▶ _Instructions for the task_
Only the lines from the one that contains "of the roof" through the final line of the entries should be repeated, exactly as written.

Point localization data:
-=-=-

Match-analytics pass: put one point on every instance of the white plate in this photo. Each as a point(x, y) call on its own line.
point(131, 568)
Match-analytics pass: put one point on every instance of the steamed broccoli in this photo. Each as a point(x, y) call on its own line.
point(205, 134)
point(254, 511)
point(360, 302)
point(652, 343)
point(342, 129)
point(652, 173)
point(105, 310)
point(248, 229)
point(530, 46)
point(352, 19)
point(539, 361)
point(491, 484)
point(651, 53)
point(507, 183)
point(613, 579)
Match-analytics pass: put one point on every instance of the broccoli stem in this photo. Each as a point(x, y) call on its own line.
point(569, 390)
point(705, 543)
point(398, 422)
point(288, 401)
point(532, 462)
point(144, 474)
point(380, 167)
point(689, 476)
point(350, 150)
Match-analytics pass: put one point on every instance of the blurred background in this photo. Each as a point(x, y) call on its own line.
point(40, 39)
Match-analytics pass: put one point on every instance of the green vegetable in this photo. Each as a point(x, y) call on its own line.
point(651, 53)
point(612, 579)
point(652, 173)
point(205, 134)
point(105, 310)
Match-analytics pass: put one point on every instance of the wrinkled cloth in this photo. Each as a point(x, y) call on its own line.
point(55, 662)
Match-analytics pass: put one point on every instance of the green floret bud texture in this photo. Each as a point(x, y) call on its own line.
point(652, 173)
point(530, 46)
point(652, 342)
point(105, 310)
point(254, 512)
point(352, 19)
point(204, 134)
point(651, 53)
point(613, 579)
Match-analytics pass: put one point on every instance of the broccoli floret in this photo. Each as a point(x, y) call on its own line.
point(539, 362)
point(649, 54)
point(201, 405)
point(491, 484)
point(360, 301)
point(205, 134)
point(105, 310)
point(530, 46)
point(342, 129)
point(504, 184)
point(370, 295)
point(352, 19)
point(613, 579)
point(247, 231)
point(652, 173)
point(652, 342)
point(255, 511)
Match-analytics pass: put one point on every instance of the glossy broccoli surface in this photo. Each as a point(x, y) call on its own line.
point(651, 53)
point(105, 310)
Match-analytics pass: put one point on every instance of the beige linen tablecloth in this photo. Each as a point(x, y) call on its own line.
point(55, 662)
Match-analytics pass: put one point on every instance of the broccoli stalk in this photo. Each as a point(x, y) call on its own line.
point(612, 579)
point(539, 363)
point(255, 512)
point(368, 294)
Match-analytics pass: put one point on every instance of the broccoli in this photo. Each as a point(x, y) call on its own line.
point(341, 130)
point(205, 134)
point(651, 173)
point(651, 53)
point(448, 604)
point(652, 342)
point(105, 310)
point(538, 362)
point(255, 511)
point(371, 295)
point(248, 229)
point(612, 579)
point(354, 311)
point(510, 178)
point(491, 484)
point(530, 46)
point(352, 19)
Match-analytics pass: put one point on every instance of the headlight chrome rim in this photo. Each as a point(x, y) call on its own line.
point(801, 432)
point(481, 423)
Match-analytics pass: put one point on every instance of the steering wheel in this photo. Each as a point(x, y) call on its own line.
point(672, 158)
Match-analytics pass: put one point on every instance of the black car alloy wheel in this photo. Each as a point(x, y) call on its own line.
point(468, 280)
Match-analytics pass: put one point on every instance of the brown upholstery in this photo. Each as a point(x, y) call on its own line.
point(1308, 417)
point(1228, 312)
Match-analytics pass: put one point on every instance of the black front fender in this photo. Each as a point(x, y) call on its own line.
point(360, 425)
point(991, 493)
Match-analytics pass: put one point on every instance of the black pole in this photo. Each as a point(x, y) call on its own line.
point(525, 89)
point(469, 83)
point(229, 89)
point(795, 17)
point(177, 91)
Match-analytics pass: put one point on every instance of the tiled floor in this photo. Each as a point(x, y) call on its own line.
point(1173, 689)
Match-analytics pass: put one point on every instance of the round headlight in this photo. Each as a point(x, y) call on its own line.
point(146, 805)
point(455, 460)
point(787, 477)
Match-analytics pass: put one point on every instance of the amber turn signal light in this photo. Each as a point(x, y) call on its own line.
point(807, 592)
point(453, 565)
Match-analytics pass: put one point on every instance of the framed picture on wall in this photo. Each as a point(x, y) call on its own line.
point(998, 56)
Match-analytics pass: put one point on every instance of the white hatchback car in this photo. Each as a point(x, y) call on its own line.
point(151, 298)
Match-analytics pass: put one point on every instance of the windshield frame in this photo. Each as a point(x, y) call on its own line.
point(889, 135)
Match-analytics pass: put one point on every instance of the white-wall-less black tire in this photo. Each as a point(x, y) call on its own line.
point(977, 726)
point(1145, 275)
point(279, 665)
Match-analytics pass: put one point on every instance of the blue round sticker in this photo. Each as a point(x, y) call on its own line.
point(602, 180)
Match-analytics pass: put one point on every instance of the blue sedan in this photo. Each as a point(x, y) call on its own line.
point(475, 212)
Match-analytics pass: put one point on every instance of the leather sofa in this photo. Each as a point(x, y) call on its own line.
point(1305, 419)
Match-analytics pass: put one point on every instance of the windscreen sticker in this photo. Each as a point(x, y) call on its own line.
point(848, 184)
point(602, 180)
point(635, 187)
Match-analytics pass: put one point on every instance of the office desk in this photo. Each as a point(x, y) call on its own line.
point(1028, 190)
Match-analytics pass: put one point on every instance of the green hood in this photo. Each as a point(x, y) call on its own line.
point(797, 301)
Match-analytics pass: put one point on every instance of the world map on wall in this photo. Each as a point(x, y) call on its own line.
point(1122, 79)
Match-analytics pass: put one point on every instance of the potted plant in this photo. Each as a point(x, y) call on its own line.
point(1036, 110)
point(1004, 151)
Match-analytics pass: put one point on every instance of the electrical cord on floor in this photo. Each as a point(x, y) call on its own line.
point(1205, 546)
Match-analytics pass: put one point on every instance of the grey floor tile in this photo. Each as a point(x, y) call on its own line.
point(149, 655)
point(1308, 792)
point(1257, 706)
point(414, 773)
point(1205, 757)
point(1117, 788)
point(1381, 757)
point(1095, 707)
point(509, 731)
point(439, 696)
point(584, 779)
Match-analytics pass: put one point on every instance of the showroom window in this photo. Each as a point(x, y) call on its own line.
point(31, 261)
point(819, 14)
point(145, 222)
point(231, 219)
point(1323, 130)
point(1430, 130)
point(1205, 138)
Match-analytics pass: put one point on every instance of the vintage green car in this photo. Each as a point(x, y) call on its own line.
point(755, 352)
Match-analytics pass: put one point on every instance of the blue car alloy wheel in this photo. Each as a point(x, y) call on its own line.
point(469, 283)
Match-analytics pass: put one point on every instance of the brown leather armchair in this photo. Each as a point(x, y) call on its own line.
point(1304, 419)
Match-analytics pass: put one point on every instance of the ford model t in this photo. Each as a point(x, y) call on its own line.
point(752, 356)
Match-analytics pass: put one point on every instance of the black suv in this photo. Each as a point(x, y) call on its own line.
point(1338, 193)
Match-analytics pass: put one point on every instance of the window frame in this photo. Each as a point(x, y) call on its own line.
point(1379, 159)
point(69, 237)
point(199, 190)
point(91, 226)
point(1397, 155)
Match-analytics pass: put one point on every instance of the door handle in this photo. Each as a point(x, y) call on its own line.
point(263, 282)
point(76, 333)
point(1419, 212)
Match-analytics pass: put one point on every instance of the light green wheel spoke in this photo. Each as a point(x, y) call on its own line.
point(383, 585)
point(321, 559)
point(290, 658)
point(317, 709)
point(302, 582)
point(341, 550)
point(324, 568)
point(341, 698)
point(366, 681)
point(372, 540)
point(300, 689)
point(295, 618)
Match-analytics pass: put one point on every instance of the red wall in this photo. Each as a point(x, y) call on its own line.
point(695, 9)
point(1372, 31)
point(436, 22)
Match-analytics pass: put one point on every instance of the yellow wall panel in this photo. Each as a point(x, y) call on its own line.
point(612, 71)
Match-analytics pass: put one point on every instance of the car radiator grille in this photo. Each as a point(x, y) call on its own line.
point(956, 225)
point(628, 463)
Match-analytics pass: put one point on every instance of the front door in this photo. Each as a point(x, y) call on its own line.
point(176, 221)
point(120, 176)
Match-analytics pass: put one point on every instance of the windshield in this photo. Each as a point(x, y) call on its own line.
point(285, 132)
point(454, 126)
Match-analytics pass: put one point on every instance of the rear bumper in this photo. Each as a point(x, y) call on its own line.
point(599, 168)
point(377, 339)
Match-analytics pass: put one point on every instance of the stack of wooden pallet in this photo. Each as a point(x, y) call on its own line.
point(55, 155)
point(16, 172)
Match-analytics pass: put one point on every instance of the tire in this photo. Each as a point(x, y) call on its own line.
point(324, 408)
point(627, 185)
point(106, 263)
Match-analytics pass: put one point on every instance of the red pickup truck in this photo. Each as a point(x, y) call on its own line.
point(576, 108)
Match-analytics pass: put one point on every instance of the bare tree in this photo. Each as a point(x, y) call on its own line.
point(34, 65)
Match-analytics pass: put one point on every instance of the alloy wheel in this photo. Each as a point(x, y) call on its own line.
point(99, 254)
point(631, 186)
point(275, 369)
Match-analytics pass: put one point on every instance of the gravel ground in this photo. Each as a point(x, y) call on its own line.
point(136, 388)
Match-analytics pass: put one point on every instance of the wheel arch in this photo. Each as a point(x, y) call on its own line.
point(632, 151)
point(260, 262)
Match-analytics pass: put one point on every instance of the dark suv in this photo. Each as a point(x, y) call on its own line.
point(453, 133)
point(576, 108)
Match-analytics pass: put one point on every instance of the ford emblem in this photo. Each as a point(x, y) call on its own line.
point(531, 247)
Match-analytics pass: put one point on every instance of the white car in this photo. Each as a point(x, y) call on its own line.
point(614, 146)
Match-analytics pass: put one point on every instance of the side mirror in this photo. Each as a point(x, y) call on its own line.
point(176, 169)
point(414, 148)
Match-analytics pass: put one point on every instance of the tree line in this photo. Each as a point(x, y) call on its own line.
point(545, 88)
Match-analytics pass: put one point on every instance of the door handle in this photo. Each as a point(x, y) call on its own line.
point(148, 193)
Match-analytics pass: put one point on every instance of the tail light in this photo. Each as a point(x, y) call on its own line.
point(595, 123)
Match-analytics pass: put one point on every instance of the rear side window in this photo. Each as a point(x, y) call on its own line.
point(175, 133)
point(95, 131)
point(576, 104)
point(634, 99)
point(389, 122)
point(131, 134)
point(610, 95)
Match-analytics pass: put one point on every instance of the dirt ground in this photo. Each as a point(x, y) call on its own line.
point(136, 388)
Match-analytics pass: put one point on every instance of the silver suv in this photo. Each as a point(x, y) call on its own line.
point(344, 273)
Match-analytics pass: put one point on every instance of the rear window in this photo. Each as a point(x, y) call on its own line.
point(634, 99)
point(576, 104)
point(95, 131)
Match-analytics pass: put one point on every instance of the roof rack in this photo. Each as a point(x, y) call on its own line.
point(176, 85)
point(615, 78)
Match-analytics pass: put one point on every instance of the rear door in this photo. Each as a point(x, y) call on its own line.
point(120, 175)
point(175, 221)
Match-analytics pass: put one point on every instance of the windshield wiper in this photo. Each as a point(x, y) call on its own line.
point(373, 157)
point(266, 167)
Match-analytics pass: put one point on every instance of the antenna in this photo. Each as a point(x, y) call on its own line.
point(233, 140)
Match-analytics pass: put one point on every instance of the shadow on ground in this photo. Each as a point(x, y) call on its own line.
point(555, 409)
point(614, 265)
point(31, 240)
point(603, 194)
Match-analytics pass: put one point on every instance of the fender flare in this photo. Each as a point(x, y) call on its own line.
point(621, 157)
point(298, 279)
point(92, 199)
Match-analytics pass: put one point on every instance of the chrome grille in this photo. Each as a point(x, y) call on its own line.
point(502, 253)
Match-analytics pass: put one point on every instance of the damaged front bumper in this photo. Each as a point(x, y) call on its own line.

-=-=-

▶ _Exercise result_
Match-analytics pass: put one point on every instance of the roof rack in this photo. Each as a point(x, y) call on its own line.
point(176, 85)
point(615, 78)
Match-analytics pass: put one point on every instance of the rear door in this photo. Each as a point(x, y) call on its own line.
point(120, 175)
point(175, 221)
Match-analytics pass: put one point on every instance of the windshield wiper in this photo. Each as a point(x, y) call on its own line.
point(373, 157)
point(266, 167)
Match-analytics pass: put one point on every instance of the antenna in this photo. Each as a point(x, y) call on its own line.
point(233, 140)
Match-analytics pass: put one point on every instance of the shadow on ground in this photo. Each as a point(x, y) call on its own line.
point(555, 409)
point(614, 265)
point(31, 240)
point(603, 194)
Match-analytics pass: put one point on every instance of the fender flare in this photo. Each as a point(x, y) call on its own line.
point(621, 157)
point(298, 279)
point(92, 199)
Match-analytics pass: put one point on every instance of the chrome grille in this photo. Each as a point(x, y) call on its own line.
point(502, 253)
Match-analytics pass: put one point on every instance of the damaged front bumper in this photo. Each as a point(x, y) call on its own line.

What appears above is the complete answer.